— WORK ITEM —
Go through the lines below and repeat each one exactly, skipping pictures.

— DATASET EXTRACT —
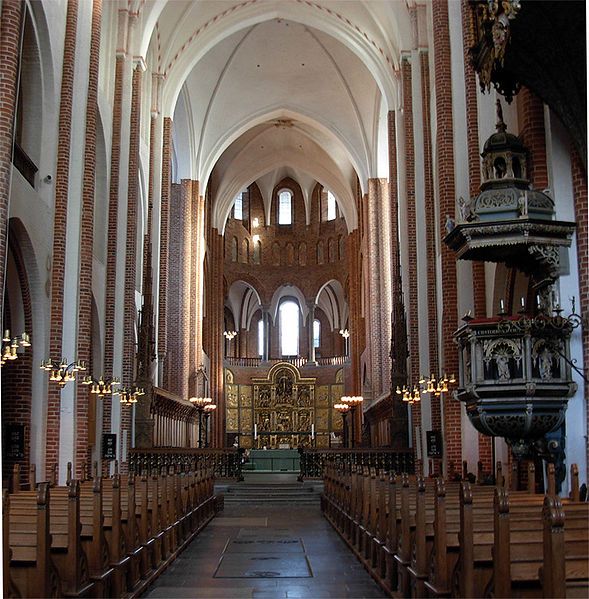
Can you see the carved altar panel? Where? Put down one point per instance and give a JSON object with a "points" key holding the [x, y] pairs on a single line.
{"points": [[336, 393], [231, 396], [246, 421], [232, 420], [245, 396], [285, 408], [322, 441], [322, 396], [322, 420]]}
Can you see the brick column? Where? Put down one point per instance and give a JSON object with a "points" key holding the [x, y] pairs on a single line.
{"points": [[410, 234], [447, 205], [399, 424], [474, 180], [215, 303], [10, 28], [432, 234], [194, 338], [130, 309], [113, 221], [59, 232], [164, 239], [533, 135], [83, 435], [376, 324], [581, 210]]}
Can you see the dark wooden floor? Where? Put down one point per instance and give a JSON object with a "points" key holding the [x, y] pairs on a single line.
{"points": [[266, 551]]}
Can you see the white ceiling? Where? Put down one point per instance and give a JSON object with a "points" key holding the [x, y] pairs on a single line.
{"points": [[261, 88]]}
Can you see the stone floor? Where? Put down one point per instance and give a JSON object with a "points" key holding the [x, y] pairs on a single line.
{"points": [[266, 551]]}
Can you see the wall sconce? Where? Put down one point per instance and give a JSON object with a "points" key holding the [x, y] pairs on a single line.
{"points": [[11, 344], [433, 385], [345, 333], [130, 395], [102, 387], [62, 372], [203, 405]]}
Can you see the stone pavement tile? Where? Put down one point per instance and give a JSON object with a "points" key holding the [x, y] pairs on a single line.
{"points": [[261, 565]]}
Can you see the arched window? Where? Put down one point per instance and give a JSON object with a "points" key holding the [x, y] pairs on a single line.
{"points": [[238, 207], [261, 337], [285, 207], [257, 252], [289, 328], [316, 333], [330, 206]]}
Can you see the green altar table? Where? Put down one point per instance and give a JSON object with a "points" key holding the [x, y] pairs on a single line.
{"points": [[274, 460]]}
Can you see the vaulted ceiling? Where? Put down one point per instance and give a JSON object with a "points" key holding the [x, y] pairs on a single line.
{"points": [[261, 89]]}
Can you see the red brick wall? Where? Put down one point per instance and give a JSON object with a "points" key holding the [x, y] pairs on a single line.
{"points": [[474, 178], [164, 238], [581, 216], [447, 192], [430, 219], [410, 234], [533, 134], [10, 26], [111, 248], [16, 375], [86, 244], [173, 369], [267, 277], [59, 231]]}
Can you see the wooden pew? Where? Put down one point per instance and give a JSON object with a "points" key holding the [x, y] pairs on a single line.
{"points": [[565, 568], [134, 548], [31, 566], [93, 537], [114, 536]]}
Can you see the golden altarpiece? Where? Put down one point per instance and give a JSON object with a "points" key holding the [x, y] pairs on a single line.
{"points": [[283, 410]]}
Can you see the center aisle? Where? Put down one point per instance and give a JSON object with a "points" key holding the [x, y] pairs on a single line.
{"points": [[267, 551]]}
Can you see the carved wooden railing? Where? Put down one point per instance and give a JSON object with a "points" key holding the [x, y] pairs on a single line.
{"points": [[298, 362], [313, 461], [226, 463]]}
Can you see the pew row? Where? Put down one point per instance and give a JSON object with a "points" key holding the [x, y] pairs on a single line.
{"points": [[101, 537]]}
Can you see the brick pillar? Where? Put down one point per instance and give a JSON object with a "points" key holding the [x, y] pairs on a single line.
{"points": [[399, 423], [164, 239], [185, 259], [447, 202], [533, 135], [16, 375], [194, 339], [130, 309], [474, 181], [84, 350], [199, 280], [431, 233], [215, 303], [59, 231], [410, 234], [377, 303], [113, 221], [10, 27], [581, 210]]}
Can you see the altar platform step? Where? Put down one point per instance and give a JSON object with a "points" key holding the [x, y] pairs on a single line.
{"points": [[273, 488]]}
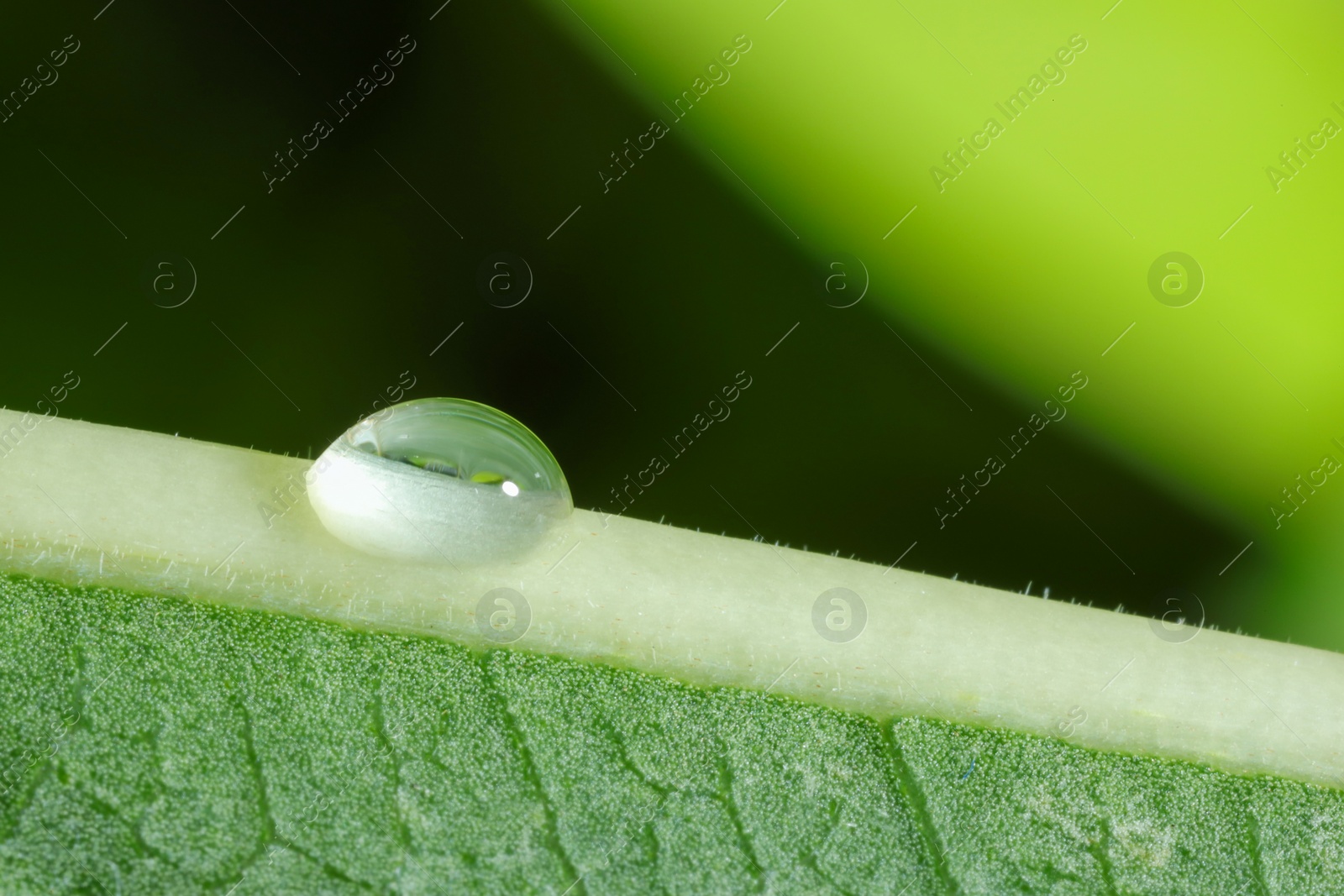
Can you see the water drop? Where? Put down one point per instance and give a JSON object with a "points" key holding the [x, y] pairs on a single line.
{"points": [[438, 479]]}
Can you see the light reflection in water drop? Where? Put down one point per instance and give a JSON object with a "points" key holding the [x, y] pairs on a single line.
{"points": [[440, 479]]}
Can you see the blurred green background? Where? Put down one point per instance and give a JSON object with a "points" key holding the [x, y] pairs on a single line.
{"points": [[659, 291]]}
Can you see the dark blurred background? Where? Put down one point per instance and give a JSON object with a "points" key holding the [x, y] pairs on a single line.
{"points": [[319, 295]]}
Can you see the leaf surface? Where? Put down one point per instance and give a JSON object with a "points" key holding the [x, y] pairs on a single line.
{"points": [[154, 745]]}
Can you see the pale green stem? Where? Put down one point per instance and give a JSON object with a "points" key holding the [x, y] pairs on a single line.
{"points": [[105, 506]]}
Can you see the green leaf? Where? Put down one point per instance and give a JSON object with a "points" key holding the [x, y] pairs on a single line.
{"points": [[156, 745]]}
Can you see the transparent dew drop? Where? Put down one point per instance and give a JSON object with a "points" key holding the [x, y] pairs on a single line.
{"points": [[438, 479]]}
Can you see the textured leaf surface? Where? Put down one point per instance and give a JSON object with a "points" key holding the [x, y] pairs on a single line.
{"points": [[159, 746]]}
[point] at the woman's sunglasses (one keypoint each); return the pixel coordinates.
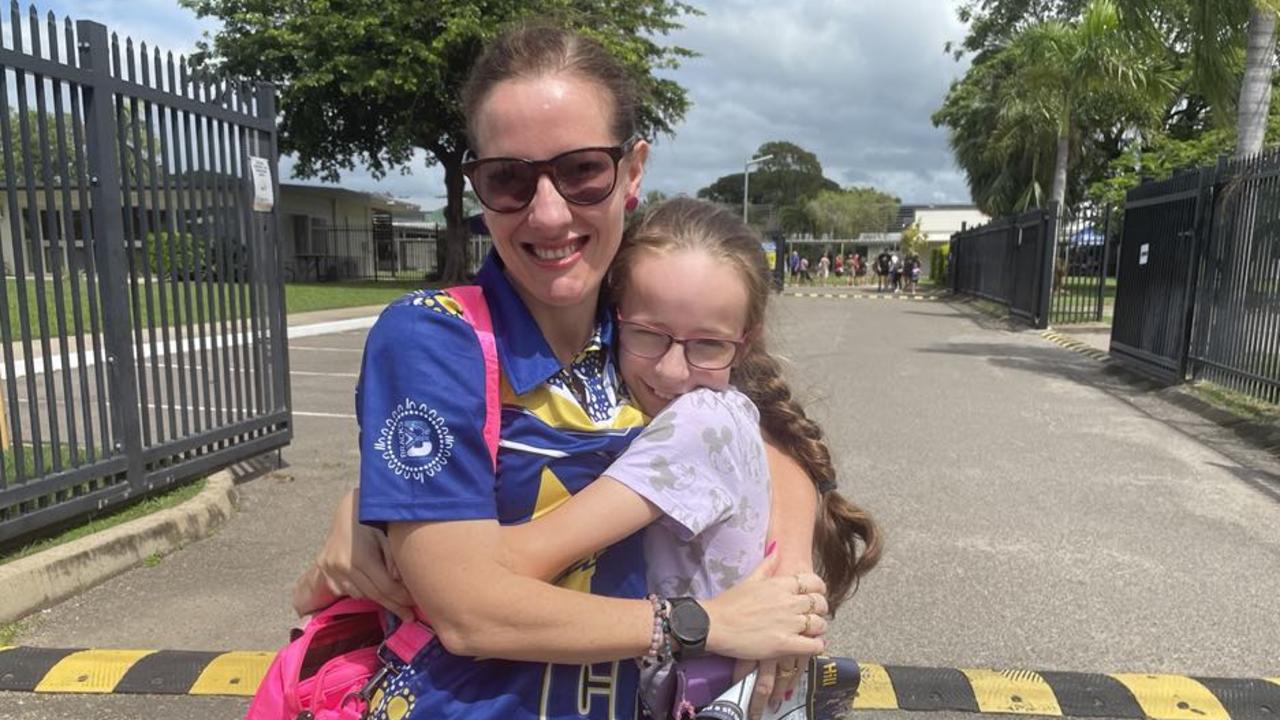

— REPLY —
Can you see the carved altar panel? Where? Put down one point per instance and give a JSON object with a "points" key holding the [x, y] pairs on a single line.
{"points": [[336, 393], [231, 396], [246, 421], [232, 420], [245, 396], [285, 408], [322, 441], [322, 396], [322, 420]]}
Can you see the brick column? Where? Put down one point per instance and give a JSON object with a "points" key holding the [x, y] pairs on a single line.
{"points": [[410, 234], [447, 205], [399, 424], [474, 180], [215, 303], [10, 28], [432, 234], [194, 338], [130, 309], [113, 221], [59, 232], [164, 239], [533, 135], [83, 435], [376, 324], [581, 210]]}
Can you see the dark wooden floor? Where? Put down one point per instance and give a JSON object with a "points" key holding the [x, y] pairs on a single line.
{"points": [[266, 551]]}
Can you see the white ceiling? Where? Put down one point per instance and give a JSON object with a "points" key holding the [x, y] pairs on a single line.
{"points": [[261, 88]]}
Can you see the stone floor? Where? Put down one point per instance and give a JSON object with a "points" key holding the [x, y] pairs on a single line.
{"points": [[266, 551]]}
Can you see the wall sconce? Where? Put down one point per instance and give a JSON object with a "points" key holding the [x, y] pairs on a single line.
{"points": [[11, 344], [433, 385], [345, 333], [130, 395], [102, 387], [62, 372], [203, 405]]}
Can you see the stone pavement tile? Where? Put down one point per instance and give a JSON object with a "points" key holding the [x, y] pairs on a single line.
{"points": [[261, 565]]}
Can you see the arched window? Where? Put down one point per instance and give a JSON object with a "points" key holding the [x, y] pairs on a single line.
{"points": [[238, 207], [261, 337], [285, 207], [257, 252], [289, 328], [316, 333], [330, 206]]}
Can you see the green altar table? Where? Put down one point per instance and give a JSON object with a "points" key holding the [x, y] pairs on a single line.
{"points": [[274, 460]]}
Can you see the vaulted ceiling? Where? Put down one point per instance and give a JSON object with a "points" key holding the [x, y] pairs on a single line.
{"points": [[261, 89]]}
Can you see the red brick wall? Where? Put down one point per instance and give a JSON object with a "points" key holding the [x, y] pairs on a single line.
{"points": [[474, 178], [164, 238], [581, 216], [447, 192], [430, 219], [410, 234], [533, 134], [10, 26], [111, 248], [16, 375], [86, 244], [173, 369], [267, 277], [59, 231]]}
Can you see the wooden pew? Where? Put down one point per instance and give a JSON object with a "points" key holding the [x, y] pairs on a single line.
{"points": [[565, 568], [134, 548], [31, 566], [93, 537], [114, 536]]}
Can you see the golden altarpiece? Where? Put down one point per instance and give a JSON object with a "points" key holding the [x, y] pairs on a single line.
{"points": [[283, 410]]}
Can you see the center aisle? Where? Put down one point per instance and give a JSON object with a "points" key holding the [x, y] pairs on a single line.
{"points": [[267, 551]]}
Can you see the carved wooden railing? Where? Put down one point per instance and give a JSON object with a "points" key holding the [x, y] pairs on a single line.
{"points": [[298, 362], [313, 461], [226, 463]]}
Can you see the pew row? Where? Put down one point per instance and give a JSON object with a "points" key holding the [x, y] pairs on a single line.
{"points": [[101, 537]]}
Can you see the brick pillar? Where? Put down one point per instance and give a JSON object with a "points" key holding the [x, y] pairs on a single line.
{"points": [[399, 423], [164, 239], [185, 259], [447, 202], [533, 135], [16, 375], [194, 339], [130, 309], [474, 181], [84, 350], [199, 280], [431, 233], [215, 303], [59, 231], [410, 234], [377, 303], [113, 221], [10, 27], [581, 210]]}
Can you see the altar platform step? Where? Put down one point per instance and give a JSON object with a "points" key holding the [x, y] pairs on a single line.
{"points": [[273, 488]]}
Can you see the water drop? Where? Put down one point per instance and give a JSON object with a "points" key holding the [x, y] pairs on a single line.
{"points": [[438, 479]]}
Can you see the light reflection in water drop? Where? Put down one point per instance and give a JSON object with a "points" key holding the [x, y] pairs on a single line.
{"points": [[440, 479]]}
Can you see the blurred green background? Where? Put down one point per instance and give a JSON object with a "points" key holding the [x, y] pairs on a single line.
{"points": [[659, 291]]}
Can you see the dark blurred background? Where? Put down one point per instance and give a JSON object with a "points" key holding the [x, y] pairs on a single line.
{"points": [[319, 295]]}
Can you see the leaf surface? Where? Put down one point per instance and give a JSON object with a "points" key holding the [x, y] pairs on a single line.
{"points": [[154, 745]]}
Can you see the pale green stem? Where? Put down one point per instance and give a JSON object with a "points" key holding the [x, y] pairs on a single line.
{"points": [[105, 506]]}
Can you see the green leaf? Where? Put down one point per instance and give a JSON object with a "points" key holding the [x, y] pairs on a single line.
{"points": [[156, 745]]}
Can you see the transparent dew drop? Where? Put down one point per instance and give a JSON object with a "points" key holding the [x, y] pairs on a single line.
{"points": [[438, 479]]}
Can you see the textured leaf surface? Where? Put down one point per instance and give a JSON object with a "points" key holding the [x, y] pairs on a single line.
{"points": [[159, 746]]}
[point] at the woman's sunglasses (one keypoint each); return the pixel coordinates.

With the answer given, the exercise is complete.